And gun violence isn’t the only issue where her office has highlighted a perceived lack of urgency.
Take the city’s overall efforts to diversify its workforce that is charged with delivering services to residents.
Since Rhynhart became City Controller in 2018, her office has put out an annual report analyzing the hiring practices of all of the city’s departments. To get a good gauge of the practices, the office looks at the city’s exempt workforce, which constitute employees hired outside of the city’s civil service system, meaning there is much more discretion from leadership and other decision-makers about who gets hired and fired.
In 2017, Mayor Jim Kenney’s administration created Exempt Employee Hiring Guidelines to guide departments on the best hiring practices to prioritize and increase diversity.
To sum up the last four years of exempt hiring diversity progress, Rhynhart had this to offer:
“What we’ve seen is very modest improvement. There’s such slight improvement that it’s not getting at it to the degree that it truly should,” she said.
The latest exempt employee report from 2020 also showed a downward trend in diversity compared to previous years. For one, it hired no new high-level Hispanic staff (those making over $90,000-a-year) and fewer Black executives.
The COVID-19 pandemic has been the major scapegoat for the Mayor’s Office in light of the shortcoming, but Rhynhart again prefers to look at leadership for answers.
“The pandemic is difficult, it’s a pandemic. But that’s also when true leadership emerges,” she said. “There should still be some ability to get diverse candidates.”
Another audit of note includes a map of trash pickup consistency across the city, showing how some neighborhoods (like Center City and Northeast Philly) have on-time trash pickup 90 to 95% of the time, while others (like West, Northwest and South Philly) are lucky to get between 65 and 75% on-time trash pickup — “which is not good by the way,” according to Rhynhart.

- [What you need to do]
1) In the passage about the Philadelphia City Controller's audits, how often do Center City and Northeast Philly get on-time trash pickup?
2) Extend the passage about the Philadelphia City Controller's audits past its final sentence.

- [Record extracts]
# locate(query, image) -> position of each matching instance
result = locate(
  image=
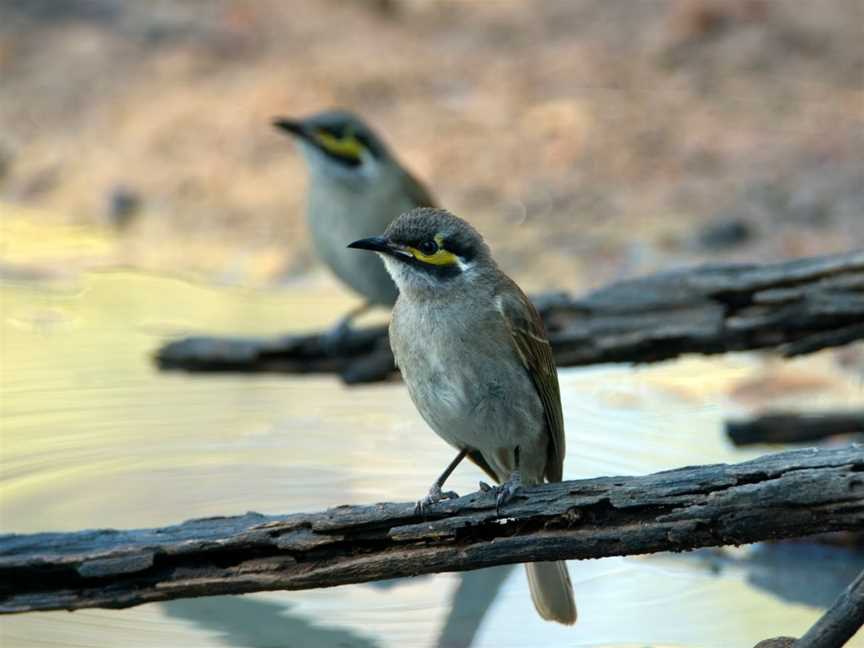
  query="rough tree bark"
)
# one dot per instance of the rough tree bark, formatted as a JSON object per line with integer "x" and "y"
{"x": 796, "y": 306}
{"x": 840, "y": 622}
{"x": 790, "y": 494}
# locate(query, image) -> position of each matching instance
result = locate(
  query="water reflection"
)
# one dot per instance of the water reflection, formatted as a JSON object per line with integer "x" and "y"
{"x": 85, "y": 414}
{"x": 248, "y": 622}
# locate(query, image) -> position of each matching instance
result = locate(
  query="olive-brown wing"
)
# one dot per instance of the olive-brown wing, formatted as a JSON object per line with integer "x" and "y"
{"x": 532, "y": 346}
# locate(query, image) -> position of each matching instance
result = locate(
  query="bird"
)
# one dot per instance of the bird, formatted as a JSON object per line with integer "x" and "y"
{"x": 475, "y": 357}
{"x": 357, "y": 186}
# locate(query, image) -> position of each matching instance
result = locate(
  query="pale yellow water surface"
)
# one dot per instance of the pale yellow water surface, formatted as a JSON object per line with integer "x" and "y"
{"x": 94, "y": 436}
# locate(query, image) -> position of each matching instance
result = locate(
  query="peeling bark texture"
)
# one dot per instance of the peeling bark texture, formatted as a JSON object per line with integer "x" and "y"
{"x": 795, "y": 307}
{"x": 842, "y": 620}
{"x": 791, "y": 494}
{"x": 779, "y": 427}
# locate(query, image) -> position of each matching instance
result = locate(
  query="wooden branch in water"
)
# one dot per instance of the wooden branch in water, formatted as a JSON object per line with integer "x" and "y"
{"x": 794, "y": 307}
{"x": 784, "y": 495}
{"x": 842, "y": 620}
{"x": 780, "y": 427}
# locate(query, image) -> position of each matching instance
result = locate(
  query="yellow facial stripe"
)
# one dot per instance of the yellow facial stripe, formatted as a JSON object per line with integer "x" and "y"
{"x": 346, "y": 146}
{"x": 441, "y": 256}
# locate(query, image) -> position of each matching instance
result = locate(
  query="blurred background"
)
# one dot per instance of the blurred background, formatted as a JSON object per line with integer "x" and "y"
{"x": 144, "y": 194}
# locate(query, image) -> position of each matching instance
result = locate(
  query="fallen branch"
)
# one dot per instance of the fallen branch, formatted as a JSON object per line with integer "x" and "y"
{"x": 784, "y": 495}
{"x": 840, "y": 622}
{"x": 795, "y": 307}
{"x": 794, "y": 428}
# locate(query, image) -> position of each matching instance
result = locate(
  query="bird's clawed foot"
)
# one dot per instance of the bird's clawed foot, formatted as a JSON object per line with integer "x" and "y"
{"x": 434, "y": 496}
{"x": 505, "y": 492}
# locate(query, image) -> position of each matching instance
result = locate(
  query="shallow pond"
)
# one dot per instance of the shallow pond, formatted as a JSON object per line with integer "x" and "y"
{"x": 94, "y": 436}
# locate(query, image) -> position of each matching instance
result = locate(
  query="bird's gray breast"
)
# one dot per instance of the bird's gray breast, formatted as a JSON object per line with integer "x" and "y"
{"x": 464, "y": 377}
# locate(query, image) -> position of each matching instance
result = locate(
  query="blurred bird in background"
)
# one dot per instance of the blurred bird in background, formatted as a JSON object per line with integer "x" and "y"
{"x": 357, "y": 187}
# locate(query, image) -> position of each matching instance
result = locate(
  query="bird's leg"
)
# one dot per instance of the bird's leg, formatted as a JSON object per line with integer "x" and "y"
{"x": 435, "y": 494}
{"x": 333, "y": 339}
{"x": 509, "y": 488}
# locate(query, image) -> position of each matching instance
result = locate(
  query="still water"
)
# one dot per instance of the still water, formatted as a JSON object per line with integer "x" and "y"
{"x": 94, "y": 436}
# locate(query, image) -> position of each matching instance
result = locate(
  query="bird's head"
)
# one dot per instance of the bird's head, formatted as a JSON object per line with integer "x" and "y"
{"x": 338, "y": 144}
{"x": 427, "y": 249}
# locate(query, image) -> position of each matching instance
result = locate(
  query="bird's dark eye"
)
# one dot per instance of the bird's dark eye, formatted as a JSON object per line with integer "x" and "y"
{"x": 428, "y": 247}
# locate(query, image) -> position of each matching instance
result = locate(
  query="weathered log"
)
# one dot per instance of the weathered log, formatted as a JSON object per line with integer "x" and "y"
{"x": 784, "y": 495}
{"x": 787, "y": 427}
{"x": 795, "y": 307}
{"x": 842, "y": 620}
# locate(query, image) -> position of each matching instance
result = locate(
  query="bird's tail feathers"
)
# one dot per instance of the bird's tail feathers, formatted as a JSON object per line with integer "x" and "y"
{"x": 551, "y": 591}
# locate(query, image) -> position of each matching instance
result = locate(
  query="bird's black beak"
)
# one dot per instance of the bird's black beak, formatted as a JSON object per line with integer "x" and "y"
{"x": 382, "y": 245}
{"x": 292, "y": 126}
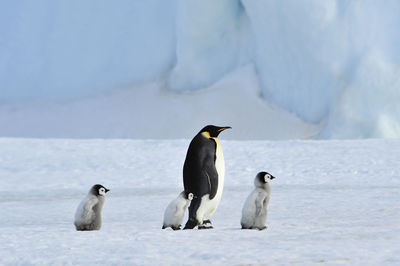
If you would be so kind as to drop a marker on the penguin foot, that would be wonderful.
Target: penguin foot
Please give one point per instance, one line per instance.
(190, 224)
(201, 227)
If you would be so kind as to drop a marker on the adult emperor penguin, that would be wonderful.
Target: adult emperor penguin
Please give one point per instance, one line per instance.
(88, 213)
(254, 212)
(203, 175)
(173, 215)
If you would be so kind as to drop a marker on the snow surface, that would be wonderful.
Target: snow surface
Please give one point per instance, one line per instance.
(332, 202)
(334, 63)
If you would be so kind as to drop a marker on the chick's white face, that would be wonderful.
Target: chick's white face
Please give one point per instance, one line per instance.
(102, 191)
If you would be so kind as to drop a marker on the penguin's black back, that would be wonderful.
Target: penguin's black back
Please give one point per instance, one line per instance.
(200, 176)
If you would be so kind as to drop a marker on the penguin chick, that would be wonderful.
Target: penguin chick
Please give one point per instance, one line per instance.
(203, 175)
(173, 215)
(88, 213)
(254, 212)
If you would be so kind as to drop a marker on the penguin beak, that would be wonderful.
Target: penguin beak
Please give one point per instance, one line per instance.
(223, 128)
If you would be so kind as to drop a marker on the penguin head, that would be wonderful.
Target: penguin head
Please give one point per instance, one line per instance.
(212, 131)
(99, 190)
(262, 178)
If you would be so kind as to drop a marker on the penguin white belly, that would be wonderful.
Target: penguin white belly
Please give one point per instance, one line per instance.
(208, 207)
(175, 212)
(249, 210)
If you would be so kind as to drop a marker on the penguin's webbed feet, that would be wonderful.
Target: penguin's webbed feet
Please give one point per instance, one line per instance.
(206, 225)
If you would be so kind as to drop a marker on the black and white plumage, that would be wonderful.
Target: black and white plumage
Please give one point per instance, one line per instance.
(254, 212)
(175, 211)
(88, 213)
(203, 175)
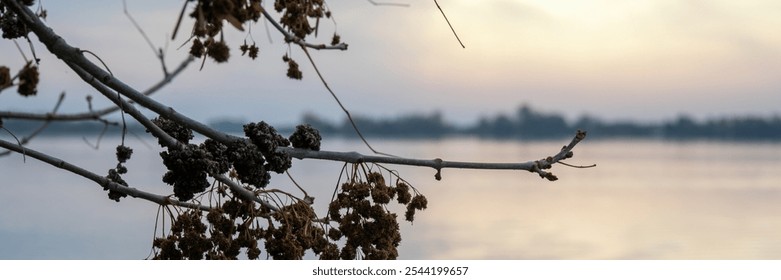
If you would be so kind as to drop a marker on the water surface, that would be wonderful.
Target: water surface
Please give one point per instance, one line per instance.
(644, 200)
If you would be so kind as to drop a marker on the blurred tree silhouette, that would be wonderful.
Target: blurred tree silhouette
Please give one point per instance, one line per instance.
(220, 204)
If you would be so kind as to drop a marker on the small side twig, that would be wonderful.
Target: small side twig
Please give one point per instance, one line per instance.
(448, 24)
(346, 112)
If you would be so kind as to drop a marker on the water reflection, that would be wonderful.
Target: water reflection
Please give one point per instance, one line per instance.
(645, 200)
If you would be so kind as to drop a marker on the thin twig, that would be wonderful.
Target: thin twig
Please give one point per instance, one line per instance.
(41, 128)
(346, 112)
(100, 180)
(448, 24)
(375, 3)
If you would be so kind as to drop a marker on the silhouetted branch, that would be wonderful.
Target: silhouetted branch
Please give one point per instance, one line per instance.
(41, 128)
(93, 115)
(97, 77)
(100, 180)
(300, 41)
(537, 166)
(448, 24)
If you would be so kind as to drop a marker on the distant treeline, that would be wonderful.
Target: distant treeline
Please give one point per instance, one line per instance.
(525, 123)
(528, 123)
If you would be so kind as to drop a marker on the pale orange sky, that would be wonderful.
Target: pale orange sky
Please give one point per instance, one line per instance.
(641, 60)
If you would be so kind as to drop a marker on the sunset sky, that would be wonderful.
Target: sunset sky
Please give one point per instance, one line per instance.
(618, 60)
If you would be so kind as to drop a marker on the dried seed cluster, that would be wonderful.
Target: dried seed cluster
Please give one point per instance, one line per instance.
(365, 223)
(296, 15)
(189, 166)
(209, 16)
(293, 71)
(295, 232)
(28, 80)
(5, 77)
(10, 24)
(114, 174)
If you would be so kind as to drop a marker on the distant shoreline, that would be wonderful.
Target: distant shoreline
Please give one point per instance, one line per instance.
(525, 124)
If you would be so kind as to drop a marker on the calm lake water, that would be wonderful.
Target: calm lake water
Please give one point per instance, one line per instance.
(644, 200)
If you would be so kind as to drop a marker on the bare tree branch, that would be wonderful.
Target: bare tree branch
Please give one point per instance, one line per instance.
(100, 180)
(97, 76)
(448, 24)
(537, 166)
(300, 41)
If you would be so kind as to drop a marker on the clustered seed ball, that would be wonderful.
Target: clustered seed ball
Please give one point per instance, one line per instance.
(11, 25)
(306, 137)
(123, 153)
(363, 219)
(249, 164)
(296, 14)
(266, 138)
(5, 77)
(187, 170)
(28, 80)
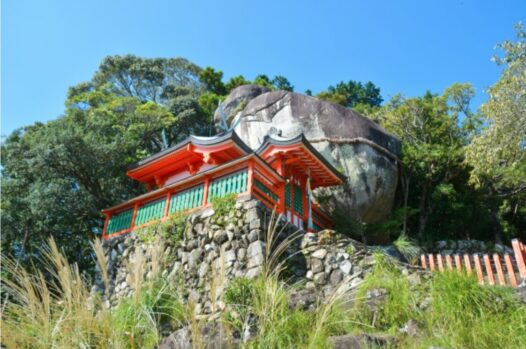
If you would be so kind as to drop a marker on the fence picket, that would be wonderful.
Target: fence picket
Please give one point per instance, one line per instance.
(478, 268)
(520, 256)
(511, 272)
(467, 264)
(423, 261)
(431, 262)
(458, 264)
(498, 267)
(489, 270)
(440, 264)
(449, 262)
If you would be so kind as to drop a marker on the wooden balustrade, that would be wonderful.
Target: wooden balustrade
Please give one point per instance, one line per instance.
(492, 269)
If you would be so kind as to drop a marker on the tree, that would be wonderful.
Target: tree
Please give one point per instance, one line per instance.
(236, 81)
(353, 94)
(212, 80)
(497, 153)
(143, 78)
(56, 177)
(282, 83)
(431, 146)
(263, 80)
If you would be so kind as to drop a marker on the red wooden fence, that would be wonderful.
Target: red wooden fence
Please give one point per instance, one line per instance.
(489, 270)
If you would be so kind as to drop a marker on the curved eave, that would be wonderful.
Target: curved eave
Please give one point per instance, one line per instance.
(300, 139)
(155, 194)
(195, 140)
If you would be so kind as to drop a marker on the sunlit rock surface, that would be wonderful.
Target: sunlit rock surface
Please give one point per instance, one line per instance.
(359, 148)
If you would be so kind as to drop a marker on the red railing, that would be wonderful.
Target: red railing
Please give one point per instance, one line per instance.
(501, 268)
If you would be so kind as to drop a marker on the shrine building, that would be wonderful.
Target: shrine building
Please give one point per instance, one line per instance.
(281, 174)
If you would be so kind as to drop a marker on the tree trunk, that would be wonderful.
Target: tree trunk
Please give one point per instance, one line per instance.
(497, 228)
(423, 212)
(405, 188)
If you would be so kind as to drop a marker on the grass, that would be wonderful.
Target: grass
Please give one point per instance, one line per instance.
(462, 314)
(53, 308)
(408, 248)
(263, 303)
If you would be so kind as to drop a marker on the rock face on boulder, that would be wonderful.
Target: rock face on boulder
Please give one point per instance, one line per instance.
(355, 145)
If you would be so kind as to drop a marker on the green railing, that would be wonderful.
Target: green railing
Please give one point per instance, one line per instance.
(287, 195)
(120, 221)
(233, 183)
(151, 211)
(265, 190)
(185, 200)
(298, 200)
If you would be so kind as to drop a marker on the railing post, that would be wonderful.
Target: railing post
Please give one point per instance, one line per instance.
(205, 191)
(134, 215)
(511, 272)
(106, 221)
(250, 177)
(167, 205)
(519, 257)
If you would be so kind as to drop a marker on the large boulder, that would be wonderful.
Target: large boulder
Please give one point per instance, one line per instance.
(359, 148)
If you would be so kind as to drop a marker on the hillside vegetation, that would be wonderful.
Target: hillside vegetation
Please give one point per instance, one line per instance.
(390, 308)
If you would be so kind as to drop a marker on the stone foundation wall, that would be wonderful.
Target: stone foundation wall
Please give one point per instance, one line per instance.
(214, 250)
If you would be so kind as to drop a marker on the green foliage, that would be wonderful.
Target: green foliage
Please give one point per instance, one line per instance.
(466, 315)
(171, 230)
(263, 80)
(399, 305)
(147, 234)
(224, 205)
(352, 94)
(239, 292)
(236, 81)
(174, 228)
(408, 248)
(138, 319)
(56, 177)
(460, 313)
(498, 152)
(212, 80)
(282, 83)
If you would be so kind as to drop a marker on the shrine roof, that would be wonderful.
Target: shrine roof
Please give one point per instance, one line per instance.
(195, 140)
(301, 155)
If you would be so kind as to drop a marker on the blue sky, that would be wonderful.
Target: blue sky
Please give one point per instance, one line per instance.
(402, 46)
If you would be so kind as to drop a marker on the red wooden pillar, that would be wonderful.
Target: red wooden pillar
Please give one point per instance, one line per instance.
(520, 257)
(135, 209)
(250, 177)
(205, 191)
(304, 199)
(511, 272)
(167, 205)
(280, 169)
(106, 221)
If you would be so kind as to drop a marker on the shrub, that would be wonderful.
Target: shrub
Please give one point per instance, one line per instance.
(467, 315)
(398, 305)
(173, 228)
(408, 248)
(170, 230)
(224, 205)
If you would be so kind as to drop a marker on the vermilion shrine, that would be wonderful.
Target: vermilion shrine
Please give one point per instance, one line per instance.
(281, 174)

- [Responses by item number]
1) 90 to 95% of the time.

2)
The other to make headlines in the last two years was an investigation into how the Philadelphia Police Department responded to the civil uprisings following the police murder of George Floyd over the Summer of 2020. It specifically revealed how Commissioner Danielle Outlaw sought to use tear gas to disperse a group of protesters blocking I-76. Rather than disperse the crowd that was trapped and blockaded on the expressway, their frantic escapes captured on news cameras and social media brought international ire to the city.
Looking forward to 2022, the police department will once again be a focus of Rhynhart’s office, as it takes a dive into how its $750 million budget is spent. There is also a pending investigation into the Medical Examiner’s office in the aftermath of debacle around the unearthed MOVE remains that were thought destroyed. Both investigations were requested by City Council.
Beyond that, Rhynhart said her office stands ready to initiate audits or investigations for whatever comes up. That remains the focus, she said, despite speculation of her running for another office her own has often called out.
“I think that I want to have the biggest impact that I can have, and I do love my job,” said Rhynhart. “So we’ll see what happens.”